(What is needed): Show every line of the data below that contains the word "wood", copying each line in full.

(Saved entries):
· · · · · · ·
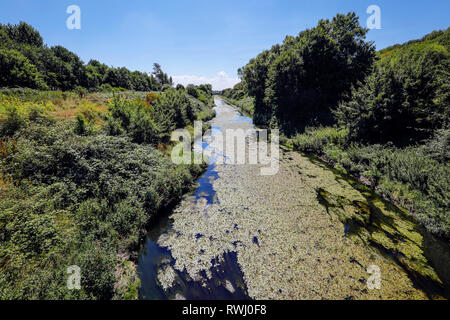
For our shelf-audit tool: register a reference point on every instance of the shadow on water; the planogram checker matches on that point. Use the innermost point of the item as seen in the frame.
(205, 186)
(226, 280)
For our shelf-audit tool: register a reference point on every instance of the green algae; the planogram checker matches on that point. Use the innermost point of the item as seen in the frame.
(393, 232)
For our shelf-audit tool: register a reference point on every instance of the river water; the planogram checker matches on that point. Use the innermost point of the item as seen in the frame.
(243, 235)
(156, 263)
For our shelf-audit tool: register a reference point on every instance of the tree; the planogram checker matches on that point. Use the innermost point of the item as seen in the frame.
(406, 98)
(297, 83)
(18, 71)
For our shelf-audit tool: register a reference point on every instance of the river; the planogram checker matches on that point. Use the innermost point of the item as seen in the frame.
(305, 233)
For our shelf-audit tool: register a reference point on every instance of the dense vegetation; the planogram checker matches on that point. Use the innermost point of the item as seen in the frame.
(83, 173)
(26, 62)
(381, 116)
(297, 83)
(82, 191)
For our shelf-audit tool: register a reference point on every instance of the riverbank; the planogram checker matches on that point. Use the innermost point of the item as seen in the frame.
(291, 244)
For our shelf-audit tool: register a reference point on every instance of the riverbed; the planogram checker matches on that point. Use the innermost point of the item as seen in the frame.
(243, 235)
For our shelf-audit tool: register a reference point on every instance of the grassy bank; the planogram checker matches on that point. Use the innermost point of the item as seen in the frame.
(415, 177)
(82, 189)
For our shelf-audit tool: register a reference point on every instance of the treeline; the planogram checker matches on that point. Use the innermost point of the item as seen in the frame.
(83, 192)
(381, 116)
(25, 61)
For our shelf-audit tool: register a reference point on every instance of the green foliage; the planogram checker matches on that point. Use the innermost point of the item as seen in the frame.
(77, 200)
(315, 139)
(405, 99)
(412, 176)
(18, 71)
(297, 83)
(26, 62)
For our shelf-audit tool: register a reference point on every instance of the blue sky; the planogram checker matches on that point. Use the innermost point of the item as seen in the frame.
(207, 40)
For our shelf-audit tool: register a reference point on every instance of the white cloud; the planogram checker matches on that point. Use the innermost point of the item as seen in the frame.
(219, 82)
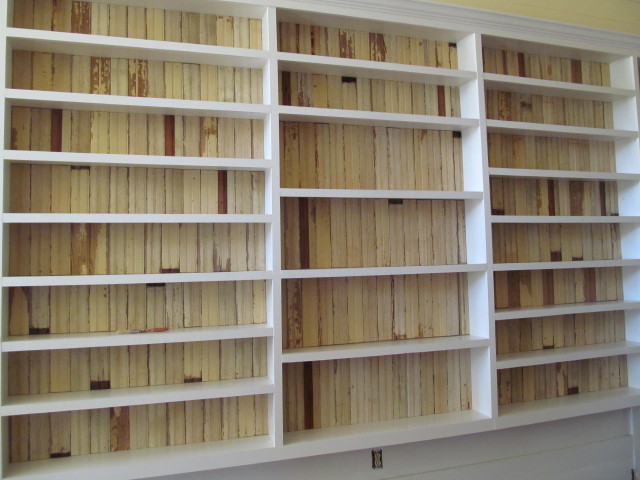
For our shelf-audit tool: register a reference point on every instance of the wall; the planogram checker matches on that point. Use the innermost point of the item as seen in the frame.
(617, 15)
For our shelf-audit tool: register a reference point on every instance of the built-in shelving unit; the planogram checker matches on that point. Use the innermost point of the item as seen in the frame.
(245, 232)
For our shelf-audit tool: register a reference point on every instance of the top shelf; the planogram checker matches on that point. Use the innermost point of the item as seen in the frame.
(295, 62)
(536, 86)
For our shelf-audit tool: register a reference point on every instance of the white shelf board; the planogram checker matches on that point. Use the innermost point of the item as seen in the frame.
(566, 354)
(120, 397)
(372, 435)
(389, 194)
(563, 174)
(150, 462)
(60, 341)
(567, 309)
(558, 131)
(563, 219)
(133, 218)
(134, 278)
(534, 86)
(501, 267)
(390, 347)
(300, 63)
(550, 409)
(125, 104)
(140, 49)
(383, 271)
(376, 119)
(108, 159)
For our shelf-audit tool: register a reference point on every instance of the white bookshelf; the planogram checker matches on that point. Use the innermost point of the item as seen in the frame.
(461, 29)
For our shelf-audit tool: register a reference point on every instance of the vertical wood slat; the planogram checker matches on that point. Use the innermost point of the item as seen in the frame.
(345, 398)
(131, 428)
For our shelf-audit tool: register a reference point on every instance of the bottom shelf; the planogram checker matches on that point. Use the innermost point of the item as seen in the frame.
(550, 409)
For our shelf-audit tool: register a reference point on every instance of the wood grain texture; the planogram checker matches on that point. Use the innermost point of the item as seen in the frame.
(527, 384)
(375, 158)
(132, 428)
(368, 233)
(84, 132)
(516, 151)
(138, 22)
(559, 331)
(377, 309)
(346, 43)
(545, 67)
(364, 390)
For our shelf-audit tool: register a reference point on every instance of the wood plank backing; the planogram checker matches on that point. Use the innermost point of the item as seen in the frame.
(383, 233)
(108, 249)
(544, 153)
(377, 309)
(545, 67)
(364, 390)
(143, 78)
(149, 190)
(347, 43)
(138, 22)
(372, 158)
(131, 428)
(535, 288)
(527, 384)
(559, 331)
(85, 132)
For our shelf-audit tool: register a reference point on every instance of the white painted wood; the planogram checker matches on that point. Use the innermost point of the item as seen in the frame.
(568, 309)
(550, 409)
(559, 131)
(563, 219)
(118, 47)
(534, 86)
(120, 397)
(564, 174)
(133, 218)
(27, 343)
(390, 347)
(378, 119)
(566, 354)
(501, 267)
(134, 278)
(147, 161)
(117, 103)
(377, 271)
(392, 194)
(293, 62)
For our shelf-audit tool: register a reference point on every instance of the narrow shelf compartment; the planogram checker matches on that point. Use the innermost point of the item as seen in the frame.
(112, 159)
(377, 119)
(43, 281)
(558, 131)
(158, 461)
(569, 309)
(563, 219)
(566, 407)
(536, 86)
(388, 194)
(133, 218)
(502, 267)
(27, 343)
(566, 354)
(380, 271)
(121, 47)
(117, 103)
(64, 402)
(302, 63)
(371, 435)
(375, 349)
(563, 174)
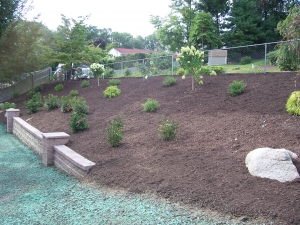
· · · · · · ·
(Exercise response):
For our shelf-audit tool: register a reference point on every instance of the vertical wood slat; the planogram checker matches on that point. Use the innermost point of the item as seen in the frame.
For our shelf-audit tool: register a reference point on every instance of the wood grain texture; the planogram checker matches on that point. Use the innermost point of the item as seen in the frame.
For our shelf-audit tool: register a reference point on every instance of the wood plank backing; the planogram checker matches on that point. Use the innermost point of the item as seen in the frame.
For our shelf-audit tool: register a reference point on every instance of the white painted wood; the planogram checker matches on that point. Use the innermost point of the item as seen in the frame.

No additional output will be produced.